▸ Required work:
Only the lines from the line containing "tree, it would be much appreciated." to the end of the entries should be repeated, exactly as they appear.

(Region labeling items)
_ _ _

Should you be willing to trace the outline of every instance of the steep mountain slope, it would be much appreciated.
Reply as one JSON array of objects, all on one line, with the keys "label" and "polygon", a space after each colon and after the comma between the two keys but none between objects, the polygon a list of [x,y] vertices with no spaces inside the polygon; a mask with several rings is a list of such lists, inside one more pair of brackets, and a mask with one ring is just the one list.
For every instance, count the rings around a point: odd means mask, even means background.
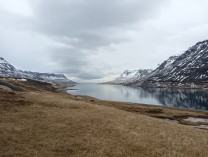
[{"label": "steep mountain slope", "polygon": [[4,58],[0,57],[0,76],[10,78],[31,79],[49,83],[73,84],[75,82],[66,78],[63,74],[37,73],[30,71],[17,70],[9,64]]},{"label": "steep mountain slope", "polygon": [[107,82],[108,84],[120,84],[120,85],[128,85],[134,80],[143,80],[150,73],[151,69],[140,69],[140,70],[126,70],[124,71],[120,77],[116,78],[113,81]]},{"label": "steep mountain slope", "polygon": [[198,42],[180,56],[170,57],[141,84],[149,87],[206,87],[207,85],[208,40]]}]

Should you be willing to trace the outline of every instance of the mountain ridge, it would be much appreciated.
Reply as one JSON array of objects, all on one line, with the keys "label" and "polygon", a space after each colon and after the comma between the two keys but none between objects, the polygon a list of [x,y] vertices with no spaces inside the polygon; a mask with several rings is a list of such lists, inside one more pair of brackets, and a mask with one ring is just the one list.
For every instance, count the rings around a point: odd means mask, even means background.
[{"label": "mountain ridge", "polygon": [[76,83],[74,81],[69,80],[64,74],[39,73],[39,72],[18,70],[2,57],[0,57],[0,76],[8,77],[8,78],[16,78],[16,79],[31,79],[31,80],[55,83],[55,84]]},{"label": "mountain ridge", "polygon": [[[115,80],[110,82],[116,84]],[[197,42],[180,55],[170,56],[143,79],[127,79],[120,84],[132,87],[208,88],[208,40]]]}]

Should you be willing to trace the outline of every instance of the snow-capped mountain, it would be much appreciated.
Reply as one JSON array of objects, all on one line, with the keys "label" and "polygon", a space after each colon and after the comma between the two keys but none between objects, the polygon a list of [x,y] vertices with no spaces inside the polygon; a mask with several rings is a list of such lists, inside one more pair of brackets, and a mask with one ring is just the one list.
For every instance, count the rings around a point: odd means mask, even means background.
[{"label": "snow-capped mountain", "polygon": [[208,40],[171,56],[155,70],[125,71],[110,84],[133,87],[208,88]]},{"label": "snow-capped mountain", "polygon": [[164,61],[142,86],[207,87],[208,40],[198,42],[182,55]]},{"label": "snow-capped mountain", "polygon": [[22,71],[9,64],[4,58],[0,57],[0,77],[31,79],[49,83],[74,84],[75,82],[66,78],[63,74],[38,73]]},{"label": "snow-capped mountain", "polygon": [[120,77],[116,78],[113,81],[107,82],[108,84],[120,84],[120,85],[128,85],[129,83],[135,80],[143,80],[150,73],[151,69],[140,69],[140,70],[126,70],[124,71]]}]

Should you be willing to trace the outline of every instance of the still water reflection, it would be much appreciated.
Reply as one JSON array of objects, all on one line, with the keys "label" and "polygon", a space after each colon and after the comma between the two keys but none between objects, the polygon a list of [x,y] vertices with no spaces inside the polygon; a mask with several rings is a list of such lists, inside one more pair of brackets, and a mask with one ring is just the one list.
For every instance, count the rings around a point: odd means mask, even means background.
[{"label": "still water reflection", "polygon": [[131,88],[117,85],[78,84],[67,90],[73,95],[86,95],[98,99],[163,105],[208,111],[207,89]]}]

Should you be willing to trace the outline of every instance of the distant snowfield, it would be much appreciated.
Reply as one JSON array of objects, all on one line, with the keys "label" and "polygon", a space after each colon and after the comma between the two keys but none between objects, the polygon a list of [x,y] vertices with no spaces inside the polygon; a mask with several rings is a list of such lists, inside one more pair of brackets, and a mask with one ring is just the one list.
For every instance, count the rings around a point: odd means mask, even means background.
[{"label": "distant snowfield", "polygon": [[[187,119],[184,119],[185,121],[188,122],[193,122],[193,123],[207,123],[208,124],[208,119],[205,118],[194,118],[194,117],[189,117]],[[208,127],[208,126],[207,126]]]}]

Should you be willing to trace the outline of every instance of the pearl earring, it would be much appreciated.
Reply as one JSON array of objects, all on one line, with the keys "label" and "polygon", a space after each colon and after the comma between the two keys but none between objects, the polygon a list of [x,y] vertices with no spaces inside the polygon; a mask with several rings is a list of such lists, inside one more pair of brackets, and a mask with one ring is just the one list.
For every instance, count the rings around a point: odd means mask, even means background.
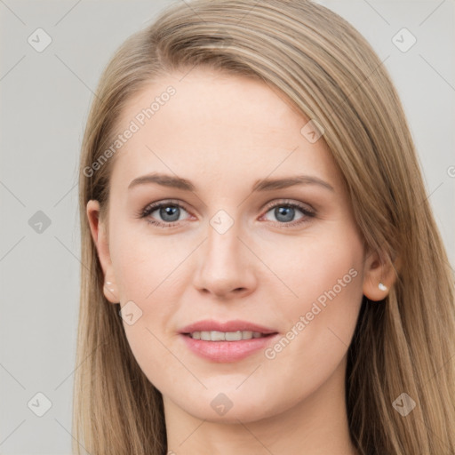
[{"label": "pearl earring", "polygon": [[108,284],[112,284],[110,281],[107,281],[105,286],[111,291],[114,292],[114,290],[112,288],[109,288]]},{"label": "pearl earring", "polygon": [[385,284],[382,284],[382,283],[379,283],[378,284],[378,287],[381,290],[381,291],[387,291],[388,288],[385,285]]}]

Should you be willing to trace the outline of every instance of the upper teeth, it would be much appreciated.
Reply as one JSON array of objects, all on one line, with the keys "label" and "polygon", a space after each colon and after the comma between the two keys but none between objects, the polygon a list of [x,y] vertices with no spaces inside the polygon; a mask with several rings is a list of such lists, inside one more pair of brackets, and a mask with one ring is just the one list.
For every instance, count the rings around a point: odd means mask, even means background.
[{"label": "upper teeth", "polygon": [[189,336],[195,339],[204,341],[239,341],[241,339],[251,339],[260,338],[265,335],[259,331],[193,331]]}]

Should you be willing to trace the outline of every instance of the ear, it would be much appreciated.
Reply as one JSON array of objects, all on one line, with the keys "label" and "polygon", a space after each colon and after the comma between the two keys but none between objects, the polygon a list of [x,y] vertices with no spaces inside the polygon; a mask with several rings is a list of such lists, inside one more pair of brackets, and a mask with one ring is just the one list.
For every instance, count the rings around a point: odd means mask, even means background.
[{"label": "ear", "polygon": [[109,244],[106,225],[100,220],[100,203],[90,200],[87,203],[87,219],[89,220],[92,237],[95,243],[98,257],[104,275],[103,292],[111,303],[119,303],[118,289],[114,275],[114,268],[110,259]]},{"label": "ear", "polygon": [[369,300],[386,299],[396,281],[398,262],[386,262],[377,252],[368,254],[363,268],[363,295]]}]

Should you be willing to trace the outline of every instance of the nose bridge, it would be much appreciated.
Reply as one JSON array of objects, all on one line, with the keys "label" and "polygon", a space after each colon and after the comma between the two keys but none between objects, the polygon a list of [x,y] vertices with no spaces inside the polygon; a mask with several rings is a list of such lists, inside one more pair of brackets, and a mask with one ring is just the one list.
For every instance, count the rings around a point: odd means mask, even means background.
[{"label": "nose bridge", "polygon": [[242,237],[241,225],[228,212],[219,211],[212,217],[202,246],[195,283],[197,288],[219,296],[252,289],[255,279],[251,252],[238,237]]}]

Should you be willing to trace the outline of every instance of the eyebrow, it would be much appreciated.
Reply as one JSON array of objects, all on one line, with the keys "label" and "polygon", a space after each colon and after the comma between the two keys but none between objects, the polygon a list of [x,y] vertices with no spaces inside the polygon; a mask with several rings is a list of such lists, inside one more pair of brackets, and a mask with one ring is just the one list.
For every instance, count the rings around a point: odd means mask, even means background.
[{"label": "eyebrow", "polygon": [[[172,175],[166,175],[163,173],[154,172],[148,175],[142,175],[132,180],[128,186],[131,189],[139,185],[146,185],[150,183],[156,183],[164,187],[182,189],[184,191],[196,191],[196,187],[191,181],[181,177],[174,177]],[[283,189],[295,185],[319,185],[326,189],[334,191],[331,185],[326,181],[314,177],[311,175],[295,175],[291,177],[285,177],[282,179],[264,179],[258,180],[253,186],[251,190],[254,191],[271,191],[274,189]]]}]

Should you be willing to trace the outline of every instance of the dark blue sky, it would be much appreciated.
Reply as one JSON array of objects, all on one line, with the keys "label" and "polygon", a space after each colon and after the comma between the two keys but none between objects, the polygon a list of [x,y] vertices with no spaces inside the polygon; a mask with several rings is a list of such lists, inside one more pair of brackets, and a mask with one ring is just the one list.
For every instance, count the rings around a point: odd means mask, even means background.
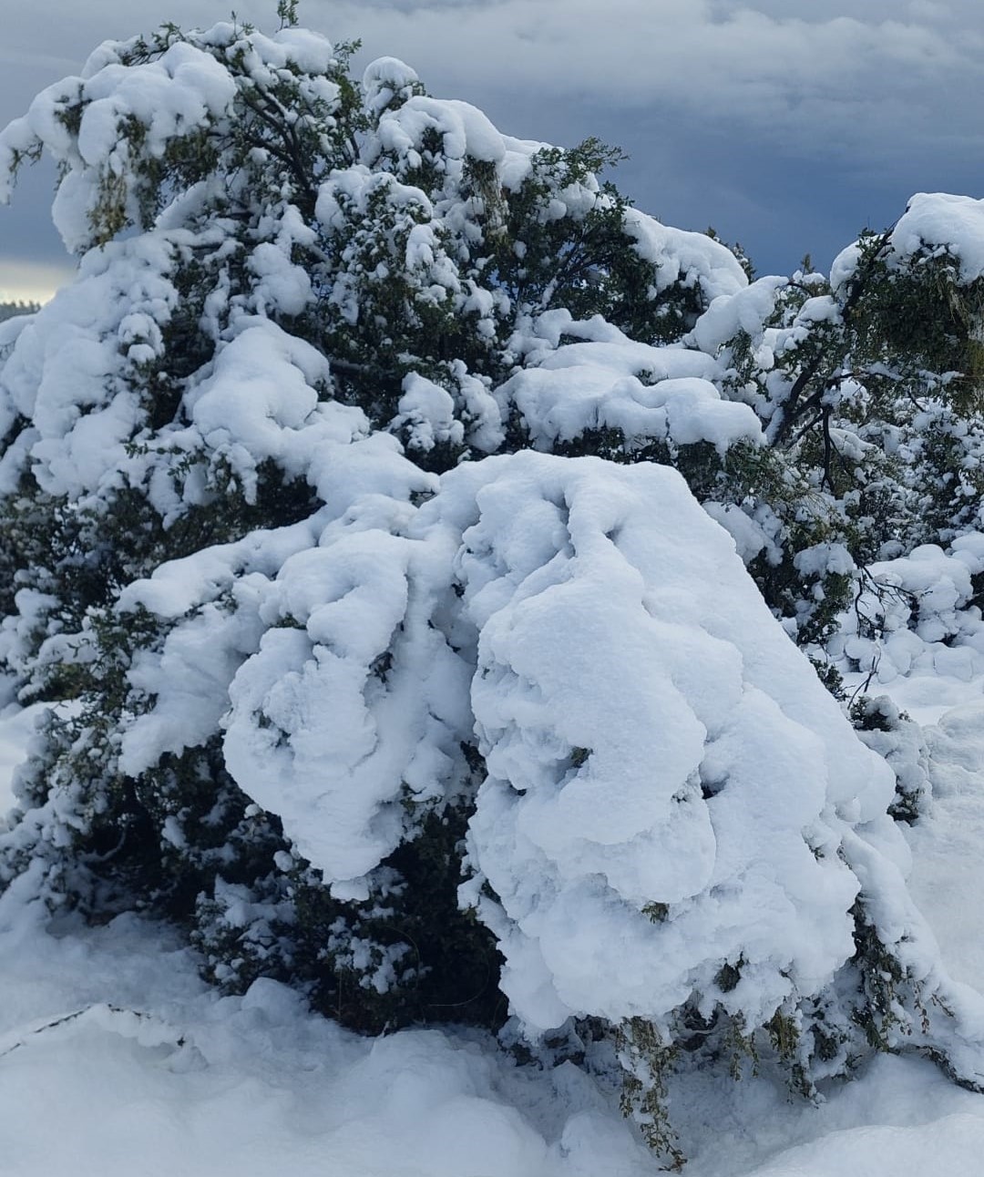
[{"label": "dark blue sky", "polygon": [[[274,7],[235,5],[267,26]],[[106,36],[227,13],[227,0],[25,6],[0,49],[0,120]],[[618,144],[631,158],[613,178],[640,208],[713,225],[759,273],[790,272],[805,252],[827,266],[912,192],[984,197],[979,0],[301,0],[300,15],[361,35],[364,60],[404,58],[432,93],[474,102],[510,134]],[[67,264],[53,179],[26,174],[0,211],[8,297],[51,286]]]}]

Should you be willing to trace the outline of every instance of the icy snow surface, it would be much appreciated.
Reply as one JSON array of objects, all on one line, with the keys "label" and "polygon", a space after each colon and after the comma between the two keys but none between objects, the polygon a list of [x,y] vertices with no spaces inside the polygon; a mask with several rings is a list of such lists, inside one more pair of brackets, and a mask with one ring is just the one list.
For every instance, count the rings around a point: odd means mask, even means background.
[{"label": "icy snow surface", "polygon": [[[6,759],[24,722],[0,720]],[[940,724],[949,790],[917,831],[913,883],[955,970],[979,977],[982,705]],[[944,784],[945,782],[945,784]],[[124,917],[45,932],[0,900],[0,1139],[16,1177],[646,1177],[614,1098],[572,1066],[527,1073],[480,1035],[360,1039],[258,982],[220,998],[164,929]],[[932,1065],[878,1058],[820,1108],[763,1079],[677,1093],[689,1177],[973,1177],[984,1100]],[[56,1124],[53,1109],[58,1109]]]}]

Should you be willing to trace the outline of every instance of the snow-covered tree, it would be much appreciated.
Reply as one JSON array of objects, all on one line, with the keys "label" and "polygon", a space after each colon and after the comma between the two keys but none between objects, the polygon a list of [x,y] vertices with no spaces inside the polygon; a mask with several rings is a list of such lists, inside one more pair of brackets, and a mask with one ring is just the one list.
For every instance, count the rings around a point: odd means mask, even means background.
[{"label": "snow-covered tree", "polygon": [[600,1038],[659,1146],[671,1057],[978,1083],[896,774],[773,616],[853,584],[797,421],[857,299],[350,55],[168,26],[0,137],[80,258],[0,327],[0,665],[55,704],[0,879],[361,1029]]}]

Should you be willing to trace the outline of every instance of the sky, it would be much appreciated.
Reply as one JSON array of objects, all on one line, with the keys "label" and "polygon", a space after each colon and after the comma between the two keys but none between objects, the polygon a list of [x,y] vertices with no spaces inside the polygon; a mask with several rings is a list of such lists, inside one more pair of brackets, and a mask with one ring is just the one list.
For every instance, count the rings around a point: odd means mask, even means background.
[{"label": "sky", "polygon": [[[0,125],[107,38],[275,0],[40,0],[0,45]],[[980,0],[300,0],[301,24],[408,61],[428,91],[524,139],[589,135],[645,212],[740,241],[759,273],[825,268],[913,192],[984,197]],[[0,210],[0,300],[71,275],[39,166]]]}]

_ _ _

▸ Exercise result:
Should you be willing to trace the outline of every instance of the snow-covered tree, it would be much appreciated.
Reply as one JSON array of objects, all on one line, with the keys "label" and "polygon", a space after each colon and after the comma between the two keys but none between objects, the polygon a list of [x,y] vertices with no spaces inside the polygon; a mask with several rings is a list of such lists, inside one more pair of brackets, and a mask with one ring is just the one list.
For every instance, count the rings around a point: odd means mask, even means background.
[{"label": "snow-covered tree", "polygon": [[600,1038],[659,1146],[671,1057],[978,1083],[896,774],[773,616],[853,584],[797,421],[857,299],[350,55],[168,26],[0,137],[80,258],[0,327],[0,665],[55,704],[0,879],[361,1029]]}]

Should you be willing to trace the outline of every instance of the sky, it would be much appreciated.
Reply as one JSON array of objects, all on one line, with the keys "label" and "polygon", a space after each colon and after the comma between the two keys but none between objects, the polygon a list of [x,y] vertices with no spaces inside the polygon; a mask with several rings is a list of such lists, inside one more pair of brackets, and a mask with one ring is just the one list.
For every instance, count the rings around a point: odd means mask, even means background.
[{"label": "sky", "polygon": [[[0,125],[107,38],[275,0],[40,0],[0,45]],[[980,0],[300,0],[301,24],[408,61],[428,91],[524,139],[589,135],[645,212],[740,241],[759,273],[825,268],[913,192],[984,197]],[[0,210],[0,300],[71,275],[39,166]]]}]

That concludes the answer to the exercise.